## ROWS
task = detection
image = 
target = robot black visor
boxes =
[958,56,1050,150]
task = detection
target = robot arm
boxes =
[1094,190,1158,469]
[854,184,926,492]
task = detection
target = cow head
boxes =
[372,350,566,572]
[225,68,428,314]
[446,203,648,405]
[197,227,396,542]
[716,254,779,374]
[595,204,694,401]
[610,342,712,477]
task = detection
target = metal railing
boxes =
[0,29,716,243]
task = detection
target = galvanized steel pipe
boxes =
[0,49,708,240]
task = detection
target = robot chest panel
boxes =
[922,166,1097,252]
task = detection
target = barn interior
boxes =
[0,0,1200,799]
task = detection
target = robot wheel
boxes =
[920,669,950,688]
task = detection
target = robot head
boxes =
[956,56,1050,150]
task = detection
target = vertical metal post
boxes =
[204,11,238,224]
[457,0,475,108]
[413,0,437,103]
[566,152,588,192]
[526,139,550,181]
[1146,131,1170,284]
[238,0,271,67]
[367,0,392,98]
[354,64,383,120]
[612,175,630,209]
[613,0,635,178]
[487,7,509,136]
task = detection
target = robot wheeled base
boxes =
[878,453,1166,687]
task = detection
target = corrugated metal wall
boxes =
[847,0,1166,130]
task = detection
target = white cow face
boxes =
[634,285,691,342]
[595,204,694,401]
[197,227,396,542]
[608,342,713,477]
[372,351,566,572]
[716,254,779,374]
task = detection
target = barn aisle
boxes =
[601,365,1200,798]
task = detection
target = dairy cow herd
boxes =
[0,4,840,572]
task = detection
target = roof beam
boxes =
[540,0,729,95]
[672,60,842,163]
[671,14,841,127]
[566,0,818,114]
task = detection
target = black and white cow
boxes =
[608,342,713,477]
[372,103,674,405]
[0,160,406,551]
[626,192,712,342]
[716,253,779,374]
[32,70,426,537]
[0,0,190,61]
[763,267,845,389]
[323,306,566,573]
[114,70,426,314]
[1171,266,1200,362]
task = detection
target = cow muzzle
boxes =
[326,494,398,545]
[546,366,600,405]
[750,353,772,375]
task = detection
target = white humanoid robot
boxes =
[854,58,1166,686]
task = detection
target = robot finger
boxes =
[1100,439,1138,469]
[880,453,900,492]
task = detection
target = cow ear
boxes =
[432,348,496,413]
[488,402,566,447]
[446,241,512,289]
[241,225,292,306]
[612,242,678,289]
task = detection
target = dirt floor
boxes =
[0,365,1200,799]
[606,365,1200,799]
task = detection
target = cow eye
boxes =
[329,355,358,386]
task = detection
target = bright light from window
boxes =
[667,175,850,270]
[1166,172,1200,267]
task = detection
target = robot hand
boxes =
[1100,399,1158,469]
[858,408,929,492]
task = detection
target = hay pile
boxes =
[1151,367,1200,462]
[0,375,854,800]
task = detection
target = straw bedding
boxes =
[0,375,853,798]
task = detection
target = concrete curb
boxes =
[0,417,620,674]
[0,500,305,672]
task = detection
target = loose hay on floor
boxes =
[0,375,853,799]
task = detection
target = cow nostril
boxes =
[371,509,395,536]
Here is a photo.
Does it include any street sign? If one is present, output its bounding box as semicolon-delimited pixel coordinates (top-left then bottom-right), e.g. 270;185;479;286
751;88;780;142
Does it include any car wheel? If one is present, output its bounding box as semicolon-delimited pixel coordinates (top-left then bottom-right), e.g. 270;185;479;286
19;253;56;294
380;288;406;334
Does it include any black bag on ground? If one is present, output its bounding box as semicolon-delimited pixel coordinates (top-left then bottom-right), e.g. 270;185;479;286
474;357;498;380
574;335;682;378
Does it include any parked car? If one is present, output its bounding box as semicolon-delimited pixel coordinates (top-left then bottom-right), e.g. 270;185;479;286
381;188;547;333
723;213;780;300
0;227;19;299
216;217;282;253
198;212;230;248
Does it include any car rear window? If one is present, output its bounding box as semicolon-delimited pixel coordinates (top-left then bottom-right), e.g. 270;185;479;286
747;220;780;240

## EXERCISE PROMPT
Copy every item above unchanged, line for line.

## THE SOLUTION
task = detection
image = 
target = robot black visor
boxes =
[958,56,1050,150]
task = detection
target = robot arm
boxes =
[1094,190,1158,469]
[854,184,926,492]
task = detection
target = cow head
boxes =
[372,350,566,572]
[225,68,428,314]
[446,203,648,405]
[197,227,396,542]
[716,254,779,374]
[595,204,694,401]
[610,342,712,477]
task = detection
target = metal railing
boxes =
[0,29,716,243]
task = detection
target = galvanized steel pipe
boxes =
[0,49,708,240]
task = detection
target = robot chest panel
boxes =
[922,166,1097,252]
task = detection
target = barn interior
boxes =
[0,0,1200,799]
task = detection
target = robot wheel
boxes =
[920,669,950,688]
task = detection
target = robot head
boxes =
[956,56,1050,150]
task = detection
target = vertical metal post
boxes =
[204,11,238,224]
[457,0,475,108]
[413,0,437,103]
[566,152,588,192]
[526,139,550,181]
[1146,131,1170,284]
[238,0,271,67]
[367,0,392,98]
[354,64,383,120]
[612,175,630,209]
[613,0,635,178]
[487,7,509,136]
task = detection
target = robot wheeled base
boxes =
[878,453,1166,687]
task = detection
target = corrugated metal wall
boxes =
[847,0,1166,130]
task = detection
target = white cow face
boxes =
[634,285,691,342]
[595,204,694,401]
[197,227,396,542]
[608,342,713,477]
[372,351,566,572]
[716,254,779,374]
task = detection
target = barn aisle
boxes =
[601,365,1200,798]
task = detection
target = dairy cow herd
boxes =
[0,4,840,572]
task = detection
target = roof beam
boxes =
[540,0,729,95]
[672,60,842,163]
[671,14,841,127]
[566,0,818,114]
task = detection
target = black and white cow
boxes =
[608,342,713,477]
[372,103,674,405]
[0,160,406,551]
[626,192,712,342]
[716,253,779,374]
[32,70,426,537]
[0,0,190,61]
[763,267,845,389]
[323,306,566,573]
[114,70,426,314]
[1171,266,1200,362]
task = detection
target = cow muzzle
boxes =
[326,494,398,545]
[546,366,600,405]
[750,353,772,375]
task = detection
target = white humanoid robot
boxes =
[854,58,1166,686]
task = detection
target = robot finger
boxes =
[1100,439,1138,469]
[880,453,900,492]
task = detection
target = cow ear
boxes =
[432,348,496,413]
[488,402,566,447]
[446,241,512,289]
[241,225,292,306]
[612,242,678,289]
task = detection
target = dirt floor
boxes =
[0,365,1200,799]
[606,365,1200,799]
task = detection
target = cow eye
boxes =
[329,355,358,386]
task = detection
target = bright light from window
boxes =
[667,175,850,270]
[1166,172,1200,267]
task = detection
target = robot hand
boxes =
[1100,399,1158,469]
[858,408,929,492]
task = detection
target = hay pile
boxes =
[1151,367,1200,462]
[0,375,854,800]
task = detection
target = straw bedding
boxes =
[0,375,853,798]
task = detection
target = concrete curb
boxes =
[0,417,620,674]
[0,500,305,672]
task = detection
target = loose hay on floor
boxes =
[0,375,853,799]
task = detection
target = cow nostril
boxes =
[371,509,395,536]
Here is a photo.
Does it include any street sign? If one is present, output its bounding box as semicolon-delimited pixel coordinates (top-left then bottom-right), e.g. 270;185;479;286
751;88;780;142
Does it include any car wheel? If one is present, output its bounding box as semicolon-delimited pixel coordinates (top-left then bottom-right), e.g. 270;185;479;286
19;253;56;294
380;288;406;334
Does it include any black bag on ground? If one is present, output its bounding box as semicolon-delimited pixel coordinates (top-left then bottom-right), e.g. 270;185;479;286
474;357;498;380
574;335;682;378
Does it include any parked car? If one is present, output its bounding box as semicolon-delimited pixel coordinates (top-left then bottom-right), e.g. 270;185;479;286
381;188;547;333
723;213;780;300
0;227;19;299
216;217;282;253
198;212;230;248
Does it include any car rear window? If one is present, output its bounding box as semicolon-delimited pixel coordinates (top-left then bottom-right), e.g. 270;185;479;286
747;220;780;240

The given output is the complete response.